### Written request
Edit the records below by replacing each occurrence of "Tag each instance" with "Mark every instance", leaving everything else unchanged.

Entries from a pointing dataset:
—————

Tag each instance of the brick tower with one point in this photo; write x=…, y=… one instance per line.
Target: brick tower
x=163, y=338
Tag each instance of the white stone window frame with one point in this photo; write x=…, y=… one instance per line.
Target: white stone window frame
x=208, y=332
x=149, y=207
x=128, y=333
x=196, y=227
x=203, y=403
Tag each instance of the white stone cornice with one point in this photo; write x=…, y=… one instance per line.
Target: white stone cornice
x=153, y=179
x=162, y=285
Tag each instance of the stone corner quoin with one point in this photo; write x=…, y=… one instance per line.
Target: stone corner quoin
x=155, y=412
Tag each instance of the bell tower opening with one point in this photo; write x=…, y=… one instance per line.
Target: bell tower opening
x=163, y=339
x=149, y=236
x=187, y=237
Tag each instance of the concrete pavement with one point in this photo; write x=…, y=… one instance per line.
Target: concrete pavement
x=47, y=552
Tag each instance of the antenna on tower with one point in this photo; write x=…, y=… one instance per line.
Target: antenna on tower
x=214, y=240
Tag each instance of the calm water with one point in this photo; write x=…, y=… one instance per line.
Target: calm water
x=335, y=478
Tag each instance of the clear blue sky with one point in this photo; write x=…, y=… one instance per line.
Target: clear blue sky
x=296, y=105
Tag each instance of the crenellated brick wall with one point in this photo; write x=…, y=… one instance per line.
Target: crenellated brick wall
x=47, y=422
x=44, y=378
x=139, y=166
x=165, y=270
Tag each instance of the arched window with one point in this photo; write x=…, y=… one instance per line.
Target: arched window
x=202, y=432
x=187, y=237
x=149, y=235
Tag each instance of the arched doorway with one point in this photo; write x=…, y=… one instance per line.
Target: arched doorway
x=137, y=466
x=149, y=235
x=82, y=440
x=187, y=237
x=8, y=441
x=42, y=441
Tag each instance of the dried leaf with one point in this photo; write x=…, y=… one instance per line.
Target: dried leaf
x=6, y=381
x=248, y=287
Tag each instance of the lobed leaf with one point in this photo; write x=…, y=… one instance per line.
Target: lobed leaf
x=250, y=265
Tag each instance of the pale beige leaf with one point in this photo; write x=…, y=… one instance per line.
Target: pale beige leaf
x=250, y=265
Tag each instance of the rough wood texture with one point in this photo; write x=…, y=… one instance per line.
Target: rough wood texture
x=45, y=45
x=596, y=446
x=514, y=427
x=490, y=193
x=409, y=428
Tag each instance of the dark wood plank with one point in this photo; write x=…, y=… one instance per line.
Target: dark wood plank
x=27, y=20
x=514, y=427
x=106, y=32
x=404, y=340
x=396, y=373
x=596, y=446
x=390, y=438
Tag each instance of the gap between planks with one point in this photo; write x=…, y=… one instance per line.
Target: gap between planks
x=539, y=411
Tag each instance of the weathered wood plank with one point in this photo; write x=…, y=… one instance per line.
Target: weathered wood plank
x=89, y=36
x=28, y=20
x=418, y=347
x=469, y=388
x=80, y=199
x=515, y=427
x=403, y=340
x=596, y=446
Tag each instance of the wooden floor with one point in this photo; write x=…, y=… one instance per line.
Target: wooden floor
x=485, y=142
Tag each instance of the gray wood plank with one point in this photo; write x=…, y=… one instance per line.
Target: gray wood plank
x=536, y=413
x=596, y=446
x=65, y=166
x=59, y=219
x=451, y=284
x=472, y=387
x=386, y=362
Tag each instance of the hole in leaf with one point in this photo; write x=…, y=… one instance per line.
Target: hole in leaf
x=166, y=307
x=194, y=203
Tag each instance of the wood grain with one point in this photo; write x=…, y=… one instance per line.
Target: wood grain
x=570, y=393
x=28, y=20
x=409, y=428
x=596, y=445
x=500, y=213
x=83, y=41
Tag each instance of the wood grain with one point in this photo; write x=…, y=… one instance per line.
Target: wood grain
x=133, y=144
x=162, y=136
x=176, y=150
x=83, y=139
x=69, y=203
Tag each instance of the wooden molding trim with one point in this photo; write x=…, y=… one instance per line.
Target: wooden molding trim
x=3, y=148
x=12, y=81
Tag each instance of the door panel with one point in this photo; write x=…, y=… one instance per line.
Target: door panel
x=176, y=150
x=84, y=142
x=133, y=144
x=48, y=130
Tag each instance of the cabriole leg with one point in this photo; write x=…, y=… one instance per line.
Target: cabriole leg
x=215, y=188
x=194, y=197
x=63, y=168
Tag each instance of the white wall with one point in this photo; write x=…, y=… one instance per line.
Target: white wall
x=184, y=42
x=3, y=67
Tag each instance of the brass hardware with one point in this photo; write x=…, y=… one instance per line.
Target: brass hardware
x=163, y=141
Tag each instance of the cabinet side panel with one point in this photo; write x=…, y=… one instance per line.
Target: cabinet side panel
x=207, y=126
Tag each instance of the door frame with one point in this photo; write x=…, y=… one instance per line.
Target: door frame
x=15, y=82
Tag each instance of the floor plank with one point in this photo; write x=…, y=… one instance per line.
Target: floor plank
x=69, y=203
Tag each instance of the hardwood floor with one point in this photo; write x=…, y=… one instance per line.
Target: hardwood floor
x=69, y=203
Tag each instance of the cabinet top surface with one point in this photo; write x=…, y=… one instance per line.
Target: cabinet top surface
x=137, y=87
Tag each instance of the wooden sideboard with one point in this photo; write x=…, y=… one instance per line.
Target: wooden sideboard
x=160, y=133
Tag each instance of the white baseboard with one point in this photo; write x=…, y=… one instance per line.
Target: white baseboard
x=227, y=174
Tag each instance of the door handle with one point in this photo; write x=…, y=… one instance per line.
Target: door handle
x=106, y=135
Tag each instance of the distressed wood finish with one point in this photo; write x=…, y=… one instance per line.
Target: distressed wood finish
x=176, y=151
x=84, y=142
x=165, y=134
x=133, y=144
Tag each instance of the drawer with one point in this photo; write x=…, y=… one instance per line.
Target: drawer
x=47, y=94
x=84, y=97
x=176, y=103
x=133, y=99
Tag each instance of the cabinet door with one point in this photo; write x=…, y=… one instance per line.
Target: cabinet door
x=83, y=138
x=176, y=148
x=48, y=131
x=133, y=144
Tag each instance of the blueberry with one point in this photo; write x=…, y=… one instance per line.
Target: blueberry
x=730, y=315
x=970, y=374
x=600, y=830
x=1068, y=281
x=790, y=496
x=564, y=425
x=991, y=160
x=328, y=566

—————

### Output of the exercise
Mark every instance of the brick tower with one point in this photo; write x=…, y=… one instance per line.
Target: brick tower
x=163, y=338
Mark every instance of the white stone window frame with one point in this photo; write x=…, y=… one instance per line.
Target: white stone window frame
x=208, y=332
x=149, y=207
x=128, y=333
x=196, y=227
x=203, y=403
Mark every instance of the white stone cornice with one point in this photo; write x=…, y=… one instance per line.
Target: white stone cornice
x=153, y=179
x=162, y=285
Mark every instance of the stone corner quoin with one point in this photo; write x=…, y=… one instance per line.
Target: stone corner quoin
x=155, y=412
Mark every instance of the bell tower opening with one point in this photo; write x=…, y=… one instance per line.
Target: bell tower opening
x=163, y=339
x=149, y=236
x=187, y=237
Mark every instance of the concrete pavement with one point in this photo; write x=…, y=… one instance per line.
Target: concrete pavement
x=47, y=552
Mark every instance of the antenna on tower with one point in this photo; write x=…, y=… one instance per line.
Target: antenna on tower
x=214, y=240
Mark every instance of the calm water with one point in this photo; write x=…, y=… one instance per line.
Target: calm water
x=335, y=478
Mark every instance of the clear blue sky with one point in this photo; write x=…, y=… one instance per line.
Target: clear blue sky
x=296, y=105
Mark every instance of the crenellated brick wall with one point in this photo; write x=…, y=… one instance per line.
Target: crenellated brick wall
x=47, y=422
x=44, y=378
x=139, y=166
x=165, y=270
Mark every instance of the arched window with one point in this photo; write x=…, y=… one instance per line.
Target: arched window
x=202, y=432
x=187, y=237
x=149, y=235
Mark every instance of the arched doorway with one point in this photo; write x=…, y=… one instance per line.
Target: arched doorway
x=137, y=466
x=149, y=235
x=82, y=440
x=187, y=237
x=8, y=441
x=42, y=441
Mark every instance of the dried leaf with one point in this photo; write x=…, y=… one instance per line.
Target: dried leaf
x=6, y=381
x=248, y=287
Mark every instance of the lobed leaf with one point in this photo; write x=…, y=… one instance per line.
Target: lobed leaf
x=250, y=265
Mark every instance of the pale beige leaf with one point in this photo; write x=…, y=… one instance per line.
Target: pale beige leaf
x=250, y=265
Mark every instance of the rough wood texture with one point in this photo; write x=…, y=… one instance per line.
Target: rough wood texture
x=45, y=45
x=596, y=446
x=514, y=427
x=490, y=193
x=409, y=428
Mark every instance of the dark wood plank with one point in this photo; write x=…, y=… one instance per line.
Target: dark wood plank
x=27, y=20
x=514, y=427
x=106, y=32
x=404, y=340
x=396, y=373
x=596, y=446
x=390, y=438
Mark every instance of the gap between planks with one point in this photo; write x=…, y=… one instance per line.
Target: gap between planks
x=539, y=411
Mark every instance of the weathered wood plank with one point in this photo; write x=…, y=… one instance per line.
Target: weathered wood plank
x=89, y=36
x=28, y=20
x=418, y=347
x=469, y=388
x=80, y=199
x=515, y=427
x=403, y=340
x=596, y=446
Mark every instance of the wooden floor with one point in this photo; write x=…, y=… one instance per line.
Target: wooden floor
x=485, y=142
Mark every instance of the gray wood plank with one point in this photo; write x=…, y=… one instance per line.
Target: gray wood plank
x=536, y=413
x=596, y=446
x=65, y=166
x=59, y=219
x=451, y=284
x=472, y=387
x=386, y=362
Mark every instance of the hole in leaf with one point in this photo; write x=…, y=… one instance per line.
Target: hole in leaf
x=166, y=307
x=194, y=203
Mark every instance of the wood grain with one point in this photo; write x=…, y=… one instance per line.
Target: wood grain
x=570, y=393
x=28, y=20
x=409, y=428
x=596, y=445
x=500, y=213
x=83, y=41
Mark every instance of the wood grain with one point in this photo; write x=…, y=… one instance per line.
Target: wood grain
x=133, y=144
x=162, y=136
x=176, y=150
x=83, y=139
x=69, y=203
Mark every instance of the wooden molding trim with one point in this photo; write x=…, y=… one instance per line.
Target: wooden molding trim
x=3, y=148
x=12, y=81
Mark every instance of the door panel with one point in this photo; write x=…, y=… one instance per line.
Target: door panel
x=176, y=150
x=84, y=142
x=133, y=144
x=48, y=130
Mark every instance of the cabriole leg with one point in this photo; write x=…, y=… one instance per line.
Target: cabriole leg
x=215, y=188
x=194, y=197
x=63, y=168
Mark every instance of the white wall with one point in this photo; write x=…, y=… one instance per line.
Target: white wall
x=184, y=42
x=3, y=67
Mark every instance of the brass hardware with one point in this photo; write x=…, y=… one instance per line.
Target: brass hardware
x=163, y=141
Mark every instance of the cabinet side panel with one point in this photo; write x=…, y=… one instance per line.
Target: cabinet side panel
x=207, y=126
Mark every instance of the door frame with one point in this photo; write x=…, y=… one instance per line.
Target: door frame
x=15, y=82
Mark every instance of the floor plank with one point in this photo; write x=…, y=… one instance per line.
Target: floor plank
x=69, y=203
Mark every instance of the hardwood floor with one point in this photo; write x=…, y=… one instance per line.
Target: hardwood floor
x=69, y=203
Mark every instance of the cabinet top surface with one point in this photo; write x=…, y=… one instance per line.
Target: cabinet top surface
x=137, y=87
Mark every instance of the wooden sideboard with one point in this photo; write x=…, y=… one instance per line.
Target: wooden sideboard
x=160, y=133
Mark every instance of the white baseboard with one point in this photo; write x=…, y=… one instance per line.
Target: white baseboard
x=227, y=174
Mark every instance of the door handle with one point in this photo; write x=…, y=… one instance per line.
Target: door handle
x=106, y=135
Mark every instance of the distressed wood finish with one point in this photo; write x=…, y=… one instance per line.
Target: distressed wood finish
x=176, y=151
x=84, y=142
x=165, y=134
x=133, y=144
Mark every instance of the drawer with one point in this photo; write x=…, y=… one instance per line.
Target: drawer
x=47, y=94
x=84, y=97
x=176, y=103
x=133, y=99
Mark every instance of the cabinet door with one point in this photo; write x=…, y=… one instance per line.
Target: cabinet door
x=83, y=138
x=176, y=148
x=48, y=131
x=133, y=144
Mark every instance of the blueberry with one point in this photo; write x=…, y=… one instance per line.
Target: blueberry
x=730, y=315
x=970, y=374
x=600, y=830
x=1068, y=281
x=790, y=496
x=564, y=425
x=991, y=160
x=328, y=566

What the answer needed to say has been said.